(Supplied records begins)

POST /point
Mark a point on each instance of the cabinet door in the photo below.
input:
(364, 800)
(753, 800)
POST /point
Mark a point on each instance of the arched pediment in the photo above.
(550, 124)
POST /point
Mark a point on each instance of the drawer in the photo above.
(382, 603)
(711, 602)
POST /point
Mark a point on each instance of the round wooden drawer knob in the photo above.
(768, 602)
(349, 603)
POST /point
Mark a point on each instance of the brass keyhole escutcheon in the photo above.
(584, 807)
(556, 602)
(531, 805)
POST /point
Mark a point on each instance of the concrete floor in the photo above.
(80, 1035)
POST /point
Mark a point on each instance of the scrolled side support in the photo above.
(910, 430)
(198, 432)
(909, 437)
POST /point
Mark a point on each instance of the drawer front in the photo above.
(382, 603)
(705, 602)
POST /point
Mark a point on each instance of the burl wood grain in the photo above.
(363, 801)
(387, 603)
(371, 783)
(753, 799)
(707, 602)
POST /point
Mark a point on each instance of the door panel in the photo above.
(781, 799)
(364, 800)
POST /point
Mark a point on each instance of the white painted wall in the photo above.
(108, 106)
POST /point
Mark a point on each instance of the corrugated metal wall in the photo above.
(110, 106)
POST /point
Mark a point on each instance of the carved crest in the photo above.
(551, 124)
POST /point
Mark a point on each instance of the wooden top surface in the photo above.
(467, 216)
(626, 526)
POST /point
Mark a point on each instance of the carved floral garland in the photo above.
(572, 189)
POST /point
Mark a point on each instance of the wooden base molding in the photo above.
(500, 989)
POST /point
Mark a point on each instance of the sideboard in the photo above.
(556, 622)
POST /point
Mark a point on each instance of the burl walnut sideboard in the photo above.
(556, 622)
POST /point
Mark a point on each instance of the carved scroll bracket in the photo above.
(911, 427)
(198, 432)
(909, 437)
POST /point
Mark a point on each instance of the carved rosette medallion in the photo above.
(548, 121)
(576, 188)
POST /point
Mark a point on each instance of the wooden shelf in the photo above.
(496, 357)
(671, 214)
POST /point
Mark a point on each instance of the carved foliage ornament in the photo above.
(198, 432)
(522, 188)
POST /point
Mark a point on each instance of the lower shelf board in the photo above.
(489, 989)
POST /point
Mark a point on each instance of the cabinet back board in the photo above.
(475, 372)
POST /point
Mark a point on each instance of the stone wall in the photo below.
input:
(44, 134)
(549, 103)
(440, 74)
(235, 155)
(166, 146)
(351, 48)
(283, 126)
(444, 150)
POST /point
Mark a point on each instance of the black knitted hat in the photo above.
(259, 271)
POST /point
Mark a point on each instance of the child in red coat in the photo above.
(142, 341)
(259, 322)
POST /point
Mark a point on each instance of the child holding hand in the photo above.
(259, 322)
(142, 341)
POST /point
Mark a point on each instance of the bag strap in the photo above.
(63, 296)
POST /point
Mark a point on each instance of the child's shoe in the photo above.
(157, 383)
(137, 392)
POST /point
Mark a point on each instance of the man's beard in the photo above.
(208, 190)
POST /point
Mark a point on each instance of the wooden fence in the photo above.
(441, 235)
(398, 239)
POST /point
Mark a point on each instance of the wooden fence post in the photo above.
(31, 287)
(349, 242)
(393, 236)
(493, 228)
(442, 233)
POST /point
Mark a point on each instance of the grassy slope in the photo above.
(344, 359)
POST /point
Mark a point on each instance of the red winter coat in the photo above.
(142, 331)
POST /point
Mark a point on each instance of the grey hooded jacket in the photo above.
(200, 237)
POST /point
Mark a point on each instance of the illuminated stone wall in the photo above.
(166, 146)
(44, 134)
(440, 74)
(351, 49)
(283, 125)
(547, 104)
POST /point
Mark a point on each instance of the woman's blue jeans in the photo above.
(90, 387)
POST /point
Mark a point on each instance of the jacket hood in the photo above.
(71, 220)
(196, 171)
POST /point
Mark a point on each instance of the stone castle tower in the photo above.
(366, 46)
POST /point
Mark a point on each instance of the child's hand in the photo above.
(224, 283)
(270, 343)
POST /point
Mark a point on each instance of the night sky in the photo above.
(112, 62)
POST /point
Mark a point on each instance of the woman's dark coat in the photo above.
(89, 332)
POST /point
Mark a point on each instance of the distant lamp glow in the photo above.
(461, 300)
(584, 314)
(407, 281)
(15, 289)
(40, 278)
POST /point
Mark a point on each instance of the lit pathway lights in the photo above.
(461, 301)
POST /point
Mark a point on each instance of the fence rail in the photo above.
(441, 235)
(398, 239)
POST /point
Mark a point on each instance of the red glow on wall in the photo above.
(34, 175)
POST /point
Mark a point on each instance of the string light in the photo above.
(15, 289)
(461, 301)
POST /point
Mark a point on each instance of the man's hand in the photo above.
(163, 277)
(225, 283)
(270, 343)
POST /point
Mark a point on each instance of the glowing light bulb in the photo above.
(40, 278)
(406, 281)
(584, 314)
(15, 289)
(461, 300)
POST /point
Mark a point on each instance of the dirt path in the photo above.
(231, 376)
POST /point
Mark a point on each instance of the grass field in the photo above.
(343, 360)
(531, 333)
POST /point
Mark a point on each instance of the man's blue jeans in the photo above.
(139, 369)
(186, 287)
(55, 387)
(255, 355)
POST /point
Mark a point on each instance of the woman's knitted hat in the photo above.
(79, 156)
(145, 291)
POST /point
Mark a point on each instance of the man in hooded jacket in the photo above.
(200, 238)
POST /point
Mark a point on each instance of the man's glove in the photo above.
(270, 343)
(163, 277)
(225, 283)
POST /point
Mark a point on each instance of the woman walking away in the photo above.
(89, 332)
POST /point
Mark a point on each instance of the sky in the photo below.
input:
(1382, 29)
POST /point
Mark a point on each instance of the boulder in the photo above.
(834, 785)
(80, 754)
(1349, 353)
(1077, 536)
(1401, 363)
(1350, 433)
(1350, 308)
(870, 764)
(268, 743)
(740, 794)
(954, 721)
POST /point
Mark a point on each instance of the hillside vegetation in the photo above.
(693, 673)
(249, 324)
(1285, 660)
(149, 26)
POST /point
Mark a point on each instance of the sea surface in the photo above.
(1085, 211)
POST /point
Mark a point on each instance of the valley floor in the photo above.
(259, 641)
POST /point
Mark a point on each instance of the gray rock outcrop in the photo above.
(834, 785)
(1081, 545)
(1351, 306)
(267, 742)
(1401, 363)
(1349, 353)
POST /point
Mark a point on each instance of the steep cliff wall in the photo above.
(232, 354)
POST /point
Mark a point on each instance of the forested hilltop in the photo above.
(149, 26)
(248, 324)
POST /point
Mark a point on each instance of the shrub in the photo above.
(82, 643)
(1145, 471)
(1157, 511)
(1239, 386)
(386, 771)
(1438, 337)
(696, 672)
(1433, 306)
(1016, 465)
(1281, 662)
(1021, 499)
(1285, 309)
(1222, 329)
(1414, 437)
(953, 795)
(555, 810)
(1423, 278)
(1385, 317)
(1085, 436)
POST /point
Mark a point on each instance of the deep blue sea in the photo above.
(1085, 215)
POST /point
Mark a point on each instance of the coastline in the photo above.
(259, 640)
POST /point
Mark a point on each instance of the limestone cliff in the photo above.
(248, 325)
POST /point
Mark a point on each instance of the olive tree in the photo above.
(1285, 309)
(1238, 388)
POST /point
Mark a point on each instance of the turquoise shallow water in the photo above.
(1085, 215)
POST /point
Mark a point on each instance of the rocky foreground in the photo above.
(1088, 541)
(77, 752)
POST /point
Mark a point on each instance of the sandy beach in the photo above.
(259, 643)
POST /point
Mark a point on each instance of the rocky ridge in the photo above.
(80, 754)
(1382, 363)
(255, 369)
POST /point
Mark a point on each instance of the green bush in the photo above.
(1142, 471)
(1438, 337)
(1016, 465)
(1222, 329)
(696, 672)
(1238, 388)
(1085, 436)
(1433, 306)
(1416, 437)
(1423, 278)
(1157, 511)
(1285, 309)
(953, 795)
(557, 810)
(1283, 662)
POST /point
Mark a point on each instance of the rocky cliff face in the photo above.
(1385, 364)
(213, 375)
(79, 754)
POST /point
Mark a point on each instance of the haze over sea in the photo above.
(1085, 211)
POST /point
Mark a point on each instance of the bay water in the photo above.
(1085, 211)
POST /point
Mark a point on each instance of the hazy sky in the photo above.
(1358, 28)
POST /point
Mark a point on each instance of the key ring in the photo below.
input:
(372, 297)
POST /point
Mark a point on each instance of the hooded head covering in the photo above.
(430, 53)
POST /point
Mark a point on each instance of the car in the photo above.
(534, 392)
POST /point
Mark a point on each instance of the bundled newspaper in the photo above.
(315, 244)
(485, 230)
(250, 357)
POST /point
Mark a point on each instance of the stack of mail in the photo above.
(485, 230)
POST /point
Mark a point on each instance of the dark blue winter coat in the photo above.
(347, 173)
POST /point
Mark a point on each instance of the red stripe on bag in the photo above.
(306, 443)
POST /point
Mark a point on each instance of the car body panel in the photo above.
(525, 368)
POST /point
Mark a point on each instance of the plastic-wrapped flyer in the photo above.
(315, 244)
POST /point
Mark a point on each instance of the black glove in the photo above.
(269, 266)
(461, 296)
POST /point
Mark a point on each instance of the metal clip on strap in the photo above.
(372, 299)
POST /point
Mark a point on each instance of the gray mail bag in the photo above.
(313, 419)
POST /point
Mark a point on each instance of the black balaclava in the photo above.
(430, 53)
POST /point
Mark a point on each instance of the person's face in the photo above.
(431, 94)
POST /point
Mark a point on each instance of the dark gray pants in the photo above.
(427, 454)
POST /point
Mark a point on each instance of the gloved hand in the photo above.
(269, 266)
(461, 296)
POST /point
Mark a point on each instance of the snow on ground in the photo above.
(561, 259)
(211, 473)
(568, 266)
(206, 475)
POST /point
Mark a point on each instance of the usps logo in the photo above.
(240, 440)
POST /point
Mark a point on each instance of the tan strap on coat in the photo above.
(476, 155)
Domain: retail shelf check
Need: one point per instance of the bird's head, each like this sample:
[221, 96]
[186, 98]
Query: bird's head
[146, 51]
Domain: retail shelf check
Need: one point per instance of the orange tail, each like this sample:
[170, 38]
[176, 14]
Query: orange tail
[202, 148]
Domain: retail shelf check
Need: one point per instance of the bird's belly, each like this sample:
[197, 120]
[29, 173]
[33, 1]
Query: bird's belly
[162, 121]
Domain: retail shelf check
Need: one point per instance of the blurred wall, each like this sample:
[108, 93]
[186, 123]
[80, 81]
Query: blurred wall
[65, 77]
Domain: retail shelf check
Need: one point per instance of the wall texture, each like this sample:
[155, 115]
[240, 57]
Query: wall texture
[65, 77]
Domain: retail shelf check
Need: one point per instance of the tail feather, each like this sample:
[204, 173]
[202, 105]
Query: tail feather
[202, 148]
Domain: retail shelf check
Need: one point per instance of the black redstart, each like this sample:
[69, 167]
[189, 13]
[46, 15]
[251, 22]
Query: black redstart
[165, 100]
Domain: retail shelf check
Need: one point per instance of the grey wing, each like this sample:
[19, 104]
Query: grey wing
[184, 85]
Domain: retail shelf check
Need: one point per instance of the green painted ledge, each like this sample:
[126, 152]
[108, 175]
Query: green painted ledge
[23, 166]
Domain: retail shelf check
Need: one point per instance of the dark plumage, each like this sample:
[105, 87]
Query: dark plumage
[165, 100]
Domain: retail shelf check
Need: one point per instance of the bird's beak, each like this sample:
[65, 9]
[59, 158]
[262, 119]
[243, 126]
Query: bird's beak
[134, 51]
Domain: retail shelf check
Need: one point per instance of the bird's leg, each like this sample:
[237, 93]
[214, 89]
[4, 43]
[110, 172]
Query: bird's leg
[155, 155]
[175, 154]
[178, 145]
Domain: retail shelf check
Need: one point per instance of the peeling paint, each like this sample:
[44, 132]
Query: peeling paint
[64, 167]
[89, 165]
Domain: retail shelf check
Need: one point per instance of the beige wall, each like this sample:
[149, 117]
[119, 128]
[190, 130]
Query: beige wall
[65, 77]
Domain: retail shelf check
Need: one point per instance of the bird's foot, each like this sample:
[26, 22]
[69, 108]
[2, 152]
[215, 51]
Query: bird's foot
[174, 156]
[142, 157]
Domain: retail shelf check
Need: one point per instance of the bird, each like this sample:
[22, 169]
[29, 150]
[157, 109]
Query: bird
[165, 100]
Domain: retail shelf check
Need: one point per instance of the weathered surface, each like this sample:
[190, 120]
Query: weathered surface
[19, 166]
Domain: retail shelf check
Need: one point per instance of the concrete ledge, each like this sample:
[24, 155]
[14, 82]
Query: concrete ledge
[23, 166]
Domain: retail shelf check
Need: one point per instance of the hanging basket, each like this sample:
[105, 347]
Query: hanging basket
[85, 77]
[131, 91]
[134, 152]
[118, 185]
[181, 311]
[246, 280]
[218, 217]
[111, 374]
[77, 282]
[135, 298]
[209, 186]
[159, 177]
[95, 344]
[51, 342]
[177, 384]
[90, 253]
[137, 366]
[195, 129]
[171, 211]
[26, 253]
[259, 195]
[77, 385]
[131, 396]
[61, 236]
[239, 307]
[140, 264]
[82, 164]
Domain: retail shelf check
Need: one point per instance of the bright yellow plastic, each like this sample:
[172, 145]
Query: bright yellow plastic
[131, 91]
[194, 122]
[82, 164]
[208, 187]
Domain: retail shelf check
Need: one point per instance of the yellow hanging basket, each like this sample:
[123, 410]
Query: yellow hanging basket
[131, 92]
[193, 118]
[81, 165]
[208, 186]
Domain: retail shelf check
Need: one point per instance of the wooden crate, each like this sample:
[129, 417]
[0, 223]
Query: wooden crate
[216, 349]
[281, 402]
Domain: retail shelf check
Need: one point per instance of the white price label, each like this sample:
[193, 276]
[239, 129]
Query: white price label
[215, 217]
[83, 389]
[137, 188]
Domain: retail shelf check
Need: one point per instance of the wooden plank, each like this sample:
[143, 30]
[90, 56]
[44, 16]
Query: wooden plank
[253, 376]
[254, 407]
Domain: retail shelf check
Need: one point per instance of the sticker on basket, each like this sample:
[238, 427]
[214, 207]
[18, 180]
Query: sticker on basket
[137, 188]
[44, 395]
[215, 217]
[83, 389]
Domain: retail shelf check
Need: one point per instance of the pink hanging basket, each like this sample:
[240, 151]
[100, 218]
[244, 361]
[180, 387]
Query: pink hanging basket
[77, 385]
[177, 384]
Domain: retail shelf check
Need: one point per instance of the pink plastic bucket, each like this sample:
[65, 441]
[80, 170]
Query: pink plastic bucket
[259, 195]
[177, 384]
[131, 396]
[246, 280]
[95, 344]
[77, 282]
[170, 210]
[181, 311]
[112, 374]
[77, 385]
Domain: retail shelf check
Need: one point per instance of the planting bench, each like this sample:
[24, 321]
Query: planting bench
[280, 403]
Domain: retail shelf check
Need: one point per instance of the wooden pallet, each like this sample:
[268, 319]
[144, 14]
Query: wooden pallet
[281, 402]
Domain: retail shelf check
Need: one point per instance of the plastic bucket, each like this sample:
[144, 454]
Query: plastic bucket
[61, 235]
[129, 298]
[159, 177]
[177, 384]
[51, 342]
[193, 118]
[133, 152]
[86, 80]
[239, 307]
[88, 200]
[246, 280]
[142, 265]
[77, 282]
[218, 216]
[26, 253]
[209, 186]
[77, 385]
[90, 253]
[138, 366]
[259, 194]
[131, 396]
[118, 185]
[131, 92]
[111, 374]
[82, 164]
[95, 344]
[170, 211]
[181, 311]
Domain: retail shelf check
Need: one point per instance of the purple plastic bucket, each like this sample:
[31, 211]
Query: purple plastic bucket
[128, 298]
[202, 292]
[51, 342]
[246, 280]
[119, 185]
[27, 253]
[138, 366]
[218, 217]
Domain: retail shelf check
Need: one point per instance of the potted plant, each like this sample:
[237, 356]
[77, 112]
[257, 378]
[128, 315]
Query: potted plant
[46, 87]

(Supplied records ends)

For every line above that includes the word "below", return the line.

#### Task result:
Mark a point on each instance of the cabinet door in the photo below.
Mark a point on each instance of the stone wall in the photo below.
Mark a point on each instance of the sky in the photo below.
Mark a point on each instance of the key ring in the photo below.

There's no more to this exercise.